◆ Given request
Locate every line in the data below that contains the string "skid" and copy each one in full. Matching is case-sensitive.

◆ Recorded data
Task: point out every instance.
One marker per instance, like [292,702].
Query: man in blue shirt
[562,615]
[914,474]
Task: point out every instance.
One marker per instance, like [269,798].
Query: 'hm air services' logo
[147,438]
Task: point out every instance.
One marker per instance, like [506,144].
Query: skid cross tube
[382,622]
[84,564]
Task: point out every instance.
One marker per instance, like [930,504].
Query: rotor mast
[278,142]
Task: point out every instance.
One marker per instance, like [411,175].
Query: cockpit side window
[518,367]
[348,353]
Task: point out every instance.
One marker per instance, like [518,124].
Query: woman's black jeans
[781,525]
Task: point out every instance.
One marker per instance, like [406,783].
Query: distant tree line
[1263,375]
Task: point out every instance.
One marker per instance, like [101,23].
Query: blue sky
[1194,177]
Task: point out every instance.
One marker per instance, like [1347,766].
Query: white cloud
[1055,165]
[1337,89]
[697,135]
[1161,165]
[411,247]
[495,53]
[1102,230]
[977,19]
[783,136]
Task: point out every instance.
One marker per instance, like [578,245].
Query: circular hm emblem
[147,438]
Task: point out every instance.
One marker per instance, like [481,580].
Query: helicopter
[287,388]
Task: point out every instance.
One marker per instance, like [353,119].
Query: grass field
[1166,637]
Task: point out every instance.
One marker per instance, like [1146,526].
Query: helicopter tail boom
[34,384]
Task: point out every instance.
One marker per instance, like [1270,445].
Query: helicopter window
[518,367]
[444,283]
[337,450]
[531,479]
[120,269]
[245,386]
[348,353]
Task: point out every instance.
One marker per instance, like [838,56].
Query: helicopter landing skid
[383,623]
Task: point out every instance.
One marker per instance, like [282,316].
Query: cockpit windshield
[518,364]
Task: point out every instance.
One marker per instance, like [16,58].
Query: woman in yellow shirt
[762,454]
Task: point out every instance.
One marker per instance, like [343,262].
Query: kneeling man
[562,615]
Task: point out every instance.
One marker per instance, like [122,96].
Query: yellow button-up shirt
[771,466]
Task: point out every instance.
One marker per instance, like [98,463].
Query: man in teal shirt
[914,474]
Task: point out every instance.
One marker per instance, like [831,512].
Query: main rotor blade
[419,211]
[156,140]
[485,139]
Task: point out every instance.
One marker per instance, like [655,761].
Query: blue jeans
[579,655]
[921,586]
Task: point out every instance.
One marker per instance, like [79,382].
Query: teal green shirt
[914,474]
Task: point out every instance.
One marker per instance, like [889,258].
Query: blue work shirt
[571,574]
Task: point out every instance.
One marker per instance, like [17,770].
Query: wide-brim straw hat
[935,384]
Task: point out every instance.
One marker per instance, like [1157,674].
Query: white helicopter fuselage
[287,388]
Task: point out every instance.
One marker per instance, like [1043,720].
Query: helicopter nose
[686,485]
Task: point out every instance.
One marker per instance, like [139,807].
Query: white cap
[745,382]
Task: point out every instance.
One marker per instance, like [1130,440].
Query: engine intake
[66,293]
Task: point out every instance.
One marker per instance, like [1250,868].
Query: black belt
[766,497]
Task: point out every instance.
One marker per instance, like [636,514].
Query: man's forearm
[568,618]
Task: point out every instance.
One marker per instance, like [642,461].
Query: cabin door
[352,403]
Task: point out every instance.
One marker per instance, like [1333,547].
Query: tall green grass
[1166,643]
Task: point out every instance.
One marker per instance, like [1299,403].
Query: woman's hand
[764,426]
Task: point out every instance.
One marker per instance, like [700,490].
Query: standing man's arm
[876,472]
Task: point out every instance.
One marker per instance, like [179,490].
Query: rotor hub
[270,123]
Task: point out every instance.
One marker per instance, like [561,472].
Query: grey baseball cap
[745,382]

◆ Task result
Query: skid cross tube
Query: helicopter landing skid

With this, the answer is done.